- [SELECTED PASSAGE]
============
I often mention in my articles how the body makes proteins, how proteins transport cholesterol, or how DNA codes for proteins. You also might know from food packaging and sports drink advertisements that proteins are an essential part of your diet and you need them badly.
This is all true, but do you know what proteins actually are? Let’s zoom in on them.
In a biological sense, proteins are one of the main components of living beings. We are made of proteins, and that is why meat, for example, is a good source of them. Proteins also do all kinds of stuff inside living things.
For example, proteins regulate blood sugar in many animals. Insulin and glucagon, two important hormones in this process, are both proteins. Hemoglobin, which transports oxygen through blood, is also a protein, as is elastin, an important component of our skin.
Mitochondria are made of many proteins and, as you might suspect, surface proteins of viruses are also proteins, just as antibodies that fight viruses are. I won’t name all the proteins since let alone the human body consists of more than 80,000 different proteins. Hair is also made of proteins, by the way.
In a molecular sense, proteins are long chains of amino acids. Oh, dang – another new term to know. Don’t worry, though – amino acids are more straightforward. They are the tiny “bricks” that proteins are made of. And they themselves are made of atoms, such as nitrogen, carbon, oxygen, hydrogen, and more.
The interesting part is that there are only 20 amino acids, so they have much less variety than proteins themselves. But imagine all the different things you can build if you have a supply of 20 different kinds of Lego bricks. Amino acids have different chemical properties, such as the ability to dissolve or aggregate in water, and they bear a positive or negative charge.
The reason why proteins work as they do also lies in the chemical properties of amino acids. Each of them acts differently in water, which, as you know, is what our bodies essentially are made of. Two positive molecules repel each other, while positive and negative ones attract.
If you string together many amino acids with unbreakable bonds, they will act strangely. The positive ones next to each other will try to run away, but they won’t get very far. The uncharged ones will not like water and will try to stay close to each other, just like droplets of oil do. A long string will bend and fold. In general, the protein will take a shape that depends on the sequence of these amino acids.
Of course, only a tiny fraction of the possible proteins that you can make with 20 amino acids are useful. After all, we want proteins to do something, like bind oxygen in the lungs and release them in muscle. The way this particular one works is it has four pockets with positively charged amino acids facing its inside. These positive charges attract an iron-containing compound called heme (hence the hemoglobin), and iron, in turn, binds an oxygen molecule (hence, having iron in corn flakes is a pretty big deal).
============
- [WHAT TO WORK ON]
**1.** Reproduce the passage on proteins word for word, everything from "This is all" down to "by the way.".
**2.** According to the passage on proteins, which protein carries oxygen through the blood?
The items that come next have no connection to the passage on proteins.
============
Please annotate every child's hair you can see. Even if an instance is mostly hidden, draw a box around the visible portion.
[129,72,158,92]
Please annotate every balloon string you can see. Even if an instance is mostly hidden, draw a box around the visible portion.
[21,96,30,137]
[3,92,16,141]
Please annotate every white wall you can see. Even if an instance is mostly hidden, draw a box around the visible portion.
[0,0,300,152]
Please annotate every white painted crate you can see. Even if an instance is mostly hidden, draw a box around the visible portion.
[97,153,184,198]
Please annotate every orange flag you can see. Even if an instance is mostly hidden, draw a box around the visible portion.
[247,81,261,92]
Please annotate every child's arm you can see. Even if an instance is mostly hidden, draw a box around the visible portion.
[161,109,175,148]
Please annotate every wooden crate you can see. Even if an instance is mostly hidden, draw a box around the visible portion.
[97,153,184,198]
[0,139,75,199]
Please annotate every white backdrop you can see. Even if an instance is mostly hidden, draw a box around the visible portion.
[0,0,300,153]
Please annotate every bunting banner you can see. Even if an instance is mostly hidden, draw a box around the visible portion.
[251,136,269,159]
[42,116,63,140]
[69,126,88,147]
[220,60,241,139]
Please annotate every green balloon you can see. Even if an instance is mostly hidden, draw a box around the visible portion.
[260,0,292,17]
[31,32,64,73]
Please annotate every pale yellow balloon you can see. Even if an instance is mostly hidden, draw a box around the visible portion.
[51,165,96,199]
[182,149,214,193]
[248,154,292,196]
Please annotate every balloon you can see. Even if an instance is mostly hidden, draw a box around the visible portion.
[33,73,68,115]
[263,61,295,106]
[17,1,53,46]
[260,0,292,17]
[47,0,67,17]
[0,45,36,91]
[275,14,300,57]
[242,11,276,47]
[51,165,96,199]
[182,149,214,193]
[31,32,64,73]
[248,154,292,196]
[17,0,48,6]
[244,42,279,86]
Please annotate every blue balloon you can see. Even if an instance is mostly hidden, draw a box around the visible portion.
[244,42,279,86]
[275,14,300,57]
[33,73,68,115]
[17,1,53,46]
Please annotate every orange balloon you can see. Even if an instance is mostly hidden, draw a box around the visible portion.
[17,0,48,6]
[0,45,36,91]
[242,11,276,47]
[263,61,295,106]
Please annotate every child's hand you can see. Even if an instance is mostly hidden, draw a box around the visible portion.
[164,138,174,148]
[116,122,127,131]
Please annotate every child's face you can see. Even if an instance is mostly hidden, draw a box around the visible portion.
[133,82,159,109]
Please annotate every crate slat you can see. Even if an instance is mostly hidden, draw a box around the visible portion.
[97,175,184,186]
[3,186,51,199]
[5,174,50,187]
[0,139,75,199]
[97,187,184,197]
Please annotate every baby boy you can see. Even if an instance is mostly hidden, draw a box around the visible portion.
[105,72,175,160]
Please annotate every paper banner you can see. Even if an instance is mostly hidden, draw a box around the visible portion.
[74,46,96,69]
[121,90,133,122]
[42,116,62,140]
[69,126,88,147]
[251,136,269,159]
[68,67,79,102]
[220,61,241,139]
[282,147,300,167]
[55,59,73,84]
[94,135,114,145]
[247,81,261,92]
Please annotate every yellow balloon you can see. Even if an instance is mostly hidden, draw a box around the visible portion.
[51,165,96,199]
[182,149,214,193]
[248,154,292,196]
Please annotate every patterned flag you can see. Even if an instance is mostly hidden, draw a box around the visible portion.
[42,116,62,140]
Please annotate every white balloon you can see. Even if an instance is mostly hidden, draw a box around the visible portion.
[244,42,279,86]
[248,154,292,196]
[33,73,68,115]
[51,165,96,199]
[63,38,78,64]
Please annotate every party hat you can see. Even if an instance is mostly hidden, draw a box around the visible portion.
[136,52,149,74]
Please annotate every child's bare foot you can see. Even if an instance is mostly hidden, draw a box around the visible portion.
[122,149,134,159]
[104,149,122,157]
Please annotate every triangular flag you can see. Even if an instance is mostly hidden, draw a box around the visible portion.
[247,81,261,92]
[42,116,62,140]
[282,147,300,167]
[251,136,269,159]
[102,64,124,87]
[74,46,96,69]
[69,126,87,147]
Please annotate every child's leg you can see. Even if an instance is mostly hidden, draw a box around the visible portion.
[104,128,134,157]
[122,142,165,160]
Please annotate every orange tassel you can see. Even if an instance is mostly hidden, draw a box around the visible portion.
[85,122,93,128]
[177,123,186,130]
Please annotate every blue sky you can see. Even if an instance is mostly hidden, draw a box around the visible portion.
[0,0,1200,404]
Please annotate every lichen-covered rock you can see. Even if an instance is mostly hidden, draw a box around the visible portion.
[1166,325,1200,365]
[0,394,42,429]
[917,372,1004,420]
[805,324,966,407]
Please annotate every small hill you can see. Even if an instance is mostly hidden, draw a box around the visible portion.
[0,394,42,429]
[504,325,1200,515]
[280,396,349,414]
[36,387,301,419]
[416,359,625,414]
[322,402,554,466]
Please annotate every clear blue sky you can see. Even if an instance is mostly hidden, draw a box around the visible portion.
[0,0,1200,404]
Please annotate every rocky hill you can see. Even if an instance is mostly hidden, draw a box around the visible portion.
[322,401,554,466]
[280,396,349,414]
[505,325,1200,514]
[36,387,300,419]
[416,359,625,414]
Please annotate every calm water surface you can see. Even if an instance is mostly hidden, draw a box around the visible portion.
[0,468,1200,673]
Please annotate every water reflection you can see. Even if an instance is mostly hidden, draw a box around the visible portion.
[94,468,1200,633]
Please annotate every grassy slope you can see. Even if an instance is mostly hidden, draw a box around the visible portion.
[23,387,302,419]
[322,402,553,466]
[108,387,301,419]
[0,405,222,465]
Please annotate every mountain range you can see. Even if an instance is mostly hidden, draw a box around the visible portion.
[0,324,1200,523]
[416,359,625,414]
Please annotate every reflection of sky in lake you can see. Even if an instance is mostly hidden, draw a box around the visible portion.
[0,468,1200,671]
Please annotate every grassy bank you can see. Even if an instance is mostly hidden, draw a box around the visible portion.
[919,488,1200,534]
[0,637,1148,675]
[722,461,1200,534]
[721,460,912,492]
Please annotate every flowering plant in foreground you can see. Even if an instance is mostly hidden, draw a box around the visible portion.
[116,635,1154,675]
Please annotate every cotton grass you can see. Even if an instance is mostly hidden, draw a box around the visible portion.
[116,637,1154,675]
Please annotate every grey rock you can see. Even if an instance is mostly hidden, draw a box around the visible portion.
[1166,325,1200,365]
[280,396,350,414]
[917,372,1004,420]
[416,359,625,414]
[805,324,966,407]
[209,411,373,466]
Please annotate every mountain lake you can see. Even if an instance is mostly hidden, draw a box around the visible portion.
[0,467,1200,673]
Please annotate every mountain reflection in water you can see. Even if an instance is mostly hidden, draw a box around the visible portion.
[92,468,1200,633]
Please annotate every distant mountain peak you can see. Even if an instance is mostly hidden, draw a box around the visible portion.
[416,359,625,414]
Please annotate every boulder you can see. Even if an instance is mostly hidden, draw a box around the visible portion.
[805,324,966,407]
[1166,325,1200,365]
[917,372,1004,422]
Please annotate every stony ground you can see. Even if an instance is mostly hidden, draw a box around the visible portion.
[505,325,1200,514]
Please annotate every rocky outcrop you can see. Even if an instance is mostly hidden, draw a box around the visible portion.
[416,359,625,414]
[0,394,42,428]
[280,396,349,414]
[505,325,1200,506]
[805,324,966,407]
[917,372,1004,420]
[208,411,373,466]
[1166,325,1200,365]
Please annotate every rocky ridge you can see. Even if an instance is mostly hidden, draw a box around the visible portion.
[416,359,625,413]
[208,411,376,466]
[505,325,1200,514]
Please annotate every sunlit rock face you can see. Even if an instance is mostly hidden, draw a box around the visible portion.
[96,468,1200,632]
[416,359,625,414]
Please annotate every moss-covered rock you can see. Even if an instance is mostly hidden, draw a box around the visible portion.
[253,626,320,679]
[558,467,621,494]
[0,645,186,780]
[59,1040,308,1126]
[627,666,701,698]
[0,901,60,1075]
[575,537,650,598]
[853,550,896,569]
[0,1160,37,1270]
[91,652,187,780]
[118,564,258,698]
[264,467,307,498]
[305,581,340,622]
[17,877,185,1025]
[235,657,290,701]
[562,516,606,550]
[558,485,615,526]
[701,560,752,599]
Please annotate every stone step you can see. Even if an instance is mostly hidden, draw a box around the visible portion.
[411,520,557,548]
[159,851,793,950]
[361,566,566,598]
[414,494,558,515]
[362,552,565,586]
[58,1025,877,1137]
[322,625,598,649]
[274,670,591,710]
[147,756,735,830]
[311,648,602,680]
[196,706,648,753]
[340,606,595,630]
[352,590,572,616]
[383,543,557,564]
============
- [TASK RESPONSES]
**1.**
This is all true, but do you know what proteins actually are? Let’s zoom in on them.
In a biological sense, proteins are one of the main components of living beings. We are made of proteins, and that is why meat, for example, is a good source of them. Proteins also do all kinds of stuff inside living things.
For example, proteins regulate blood sugar in many animals. Insulin and glucagon, two important hormones in this process, are both proteins. Hemoglobin, which transports oxygen through blood, is also a protein, as is elastin, an important component of our skin.
Mitochondria are made of many proteins and, as you might suspect, surface proteins of viruses are also proteins, just as antibodies that fight viruses are. I won’t name all the proteins since let alone the human body consists of more than 80,000 different proteins. Hair is also made of proteins, by the way.

**2.** Hemoglobin.